Problem details
What you should output is the data below, unchanged in every character.

++++++++

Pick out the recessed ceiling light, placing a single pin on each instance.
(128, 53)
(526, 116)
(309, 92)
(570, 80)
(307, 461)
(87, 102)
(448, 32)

++++++++

Task output
Pick out the recessed ceiling light, placing a single pin on each instance.
(128, 53)
(526, 116)
(309, 92)
(570, 80)
(307, 461)
(87, 102)
(448, 32)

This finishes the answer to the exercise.